PROBLEM: Scan the records for lines with the string "dark". Say how many there are, and add nothing.

Saved data entries
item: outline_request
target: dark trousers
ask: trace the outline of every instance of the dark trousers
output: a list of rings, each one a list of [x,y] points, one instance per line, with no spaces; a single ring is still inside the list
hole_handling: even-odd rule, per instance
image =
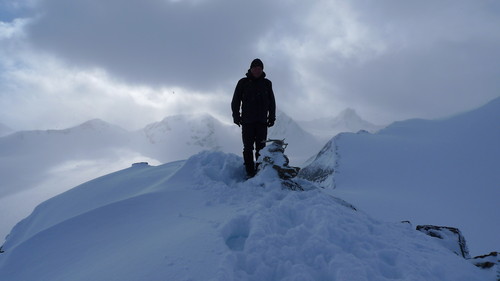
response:
[[[255,159],[259,157],[259,151],[266,146],[267,124],[248,123],[242,124],[243,138],[243,160],[247,170],[249,166],[254,167],[253,150],[255,144]]]

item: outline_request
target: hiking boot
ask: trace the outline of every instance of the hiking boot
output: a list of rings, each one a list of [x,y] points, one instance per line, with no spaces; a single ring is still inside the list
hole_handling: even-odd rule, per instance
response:
[[[254,163],[245,164],[245,170],[247,172],[247,178],[255,177],[255,164]]]

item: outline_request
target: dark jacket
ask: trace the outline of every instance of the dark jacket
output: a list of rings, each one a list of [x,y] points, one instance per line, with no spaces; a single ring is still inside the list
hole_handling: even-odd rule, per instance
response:
[[[255,78],[249,70],[246,76],[238,81],[234,89],[231,102],[233,118],[240,117],[241,107],[242,124],[274,122],[276,120],[276,102],[273,84],[265,78],[265,72],[259,78]]]

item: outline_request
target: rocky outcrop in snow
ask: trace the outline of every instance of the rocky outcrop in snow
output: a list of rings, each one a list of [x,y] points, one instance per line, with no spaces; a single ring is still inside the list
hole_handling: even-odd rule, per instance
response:
[[[462,232],[455,227],[436,226],[436,225],[418,225],[417,230],[431,237],[440,239],[440,243],[451,250],[453,253],[469,259],[469,249],[462,235]]]
[[[500,281],[500,254],[491,252],[487,255],[477,256],[470,260],[475,266],[484,270],[496,272],[497,281]]]
[[[500,261],[498,252],[491,252],[487,255],[470,257],[467,243],[462,232],[456,227],[436,226],[436,225],[418,225],[417,230],[431,237],[439,239],[439,243],[458,256],[469,260],[475,266],[496,272],[497,280],[500,280]]]

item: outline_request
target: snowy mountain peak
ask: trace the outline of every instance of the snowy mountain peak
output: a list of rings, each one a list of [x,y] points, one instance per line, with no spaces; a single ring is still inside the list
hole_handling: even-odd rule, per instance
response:
[[[381,128],[381,126],[374,125],[363,118],[361,118],[356,110],[346,108],[330,121],[331,128],[345,128],[346,132],[357,132],[359,130],[366,130],[374,132]]]
[[[353,108],[346,108],[342,110],[335,119],[339,120],[362,120],[361,117],[356,113],[356,110]]]
[[[79,125],[79,127],[82,128],[100,128],[100,127],[110,127],[110,124],[102,119],[95,118],[88,120],[86,122],[83,122],[82,124]]]
[[[383,128],[361,118],[356,110],[346,108],[335,117],[319,118],[311,121],[301,121],[300,125],[323,141],[328,141],[342,132],[357,132],[365,130],[376,132]]]
[[[321,147],[321,142],[317,138],[280,110],[276,112],[274,126],[268,130],[268,138],[286,139],[286,142],[290,144],[288,153],[295,165],[302,165]]]
[[[173,127],[202,127],[205,124],[215,124],[219,120],[208,113],[199,114],[178,114],[163,118],[160,122],[147,125],[144,131],[170,131]]]
[[[271,138],[285,138],[291,132],[307,134],[290,116],[285,112],[278,110],[276,112],[276,122],[273,127],[269,129]]]
[[[205,113],[168,116],[138,134],[142,151],[165,162],[186,159],[201,150],[237,151],[240,143],[233,126]]]
[[[110,124],[101,119],[91,119],[80,125],[67,129],[67,131],[94,131],[94,132],[126,132],[125,129]]]

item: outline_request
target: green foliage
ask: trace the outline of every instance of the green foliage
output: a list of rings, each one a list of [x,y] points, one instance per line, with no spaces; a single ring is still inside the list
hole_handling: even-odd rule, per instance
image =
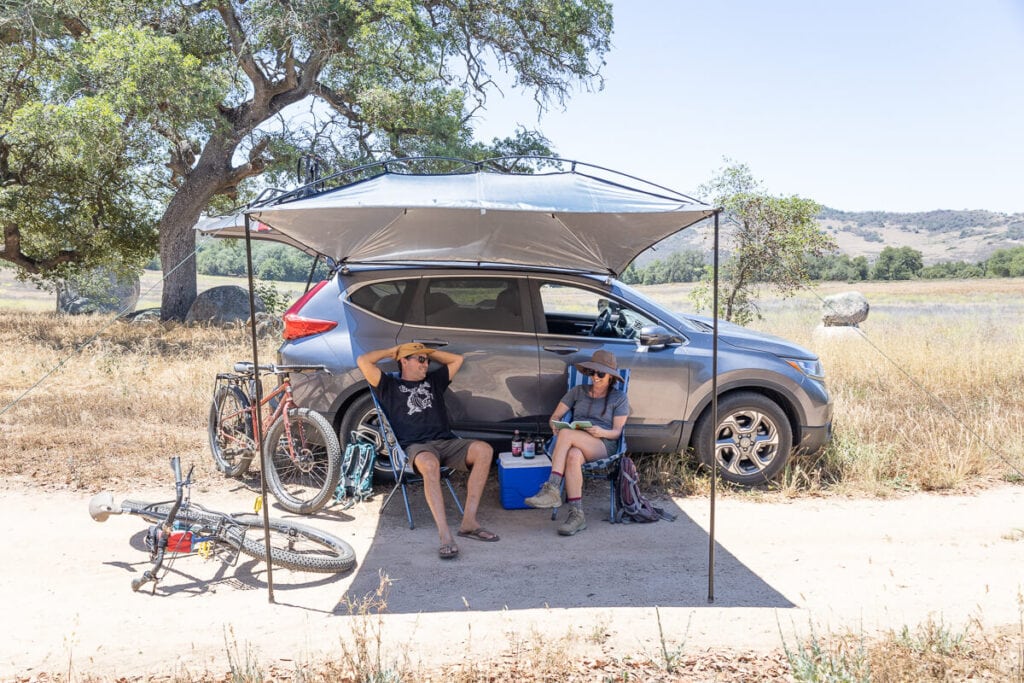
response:
[[[294,247],[270,242],[253,243],[252,261],[256,277],[287,282],[305,282],[309,279],[313,265],[312,256]],[[240,239],[210,239],[204,242],[196,254],[196,269],[203,275],[245,276],[245,242]],[[326,274],[326,266],[318,265],[315,278],[323,279]]]
[[[846,254],[824,254],[807,259],[807,274],[812,280],[858,282],[871,272],[866,256],[850,258]]]
[[[984,277],[985,271],[981,266],[974,263],[967,263],[966,261],[947,261],[945,263],[936,263],[930,266],[925,266],[917,276],[925,280],[964,279],[971,277]]]
[[[270,315],[280,315],[288,308],[287,297],[274,286],[273,282],[257,280],[253,283],[253,291],[263,302],[263,307]]]
[[[912,247],[885,247],[871,268],[872,280],[910,280],[924,268],[921,252]]]
[[[985,262],[990,277],[1024,276],[1024,247],[1000,249]]]
[[[165,318],[183,317],[194,298],[195,272],[178,266],[199,216],[290,183],[300,155],[347,168],[549,153],[533,131],[473,141],[473,114],[496,92],[491,65],[541,113],[600,86],[612,30],[608,0],[4,7],[0,226],[20,241],[2,258],[42,278],[103,260],[141,264],[159,229]],[[289,270],[286,259],[264,269]]]
[[[809,258],[835,249],[817,225],[820,206],[796,195],[775,197],[761,189],[746,164],[719,172],[700,194],[723,207],[728,256],[719,269],[722,297],[719,315],[738,324],[758,317],[757,286],[766,284],[783,296],[810,281]],[[710,274],[692,293],[694,304],[708,308]]]
[[[669,254],[646,266],[630,264],[621,280],[630,285],[661,285],[668,282],[697,282],[706,268],[704,252],[687,249]]]
[[[80,23],[89,11],[74,2],[5,9],[0,228],[8,245],[0,258],[39,284],[95,266],[131,272],[156,245],[144,172],[153,156],[126,125],[116,93],[88,78],[79,48],[100,42]]]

OUTPUT: 4